Instruction 1 →
According to the passage on American Milking Devons, approximately how many purebred cattle of the breed are registered today?

Quoted text →
______
As Jesse, James and Bright grew older and slower, and even taller, that 11" yoke also grew heavier--for me. I wanted a team that would keep up the pace into maturity, and remain a more manageable size. Smaller, lighter cattle also would be gentler on Honey Hill's marginal soils. If I grew my own team, potentially I could also enjoy the bonuses of creamy milk and clean, flavorful meat. American Milking Devons were the obvious choice.
Preservation of cattle, conservation of land
When American Milking Devon working steers and oxen first caught my eye, I didn't appreciate how close we came to losing the breed. By the mid 1900s, interest in beef and dairy specialization, coupled with a growing reliance on tractors, had led to the dwindling of the Devon population. By the 1970s, the breed was nearly extinct. Thanks to dedicated efforts of members of the American Milking Devon Cattle Association, approximately 1,200 to 1,500 purebred cattle are registered today. At Honey Hill, we're proud to support the preservation of these heritage animals.
______
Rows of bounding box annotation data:

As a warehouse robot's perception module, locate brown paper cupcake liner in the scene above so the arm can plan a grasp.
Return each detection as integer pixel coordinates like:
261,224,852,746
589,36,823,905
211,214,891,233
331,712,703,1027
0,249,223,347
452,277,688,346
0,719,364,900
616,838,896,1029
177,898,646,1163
______
Instruction 2 →
Reproduce the listing with "warehouse" substituted by "factory", leaving everything else unchanged.

Final answer 1 →
Approximately 1,200 to 1,500.

Final answer 2 →
As a factory robot's perception module, locate brown paper cupcake liner in the scene above so the arm can plan a grasp.
Return each detection as integer pixel coordinates like:
261,224,852,746
589,36,823,905
211,214,891,233
331,712,703,1027
0,249,223,347
452,277,688,346
0,719,364,900
616,838,896,1029
177,898,646,1163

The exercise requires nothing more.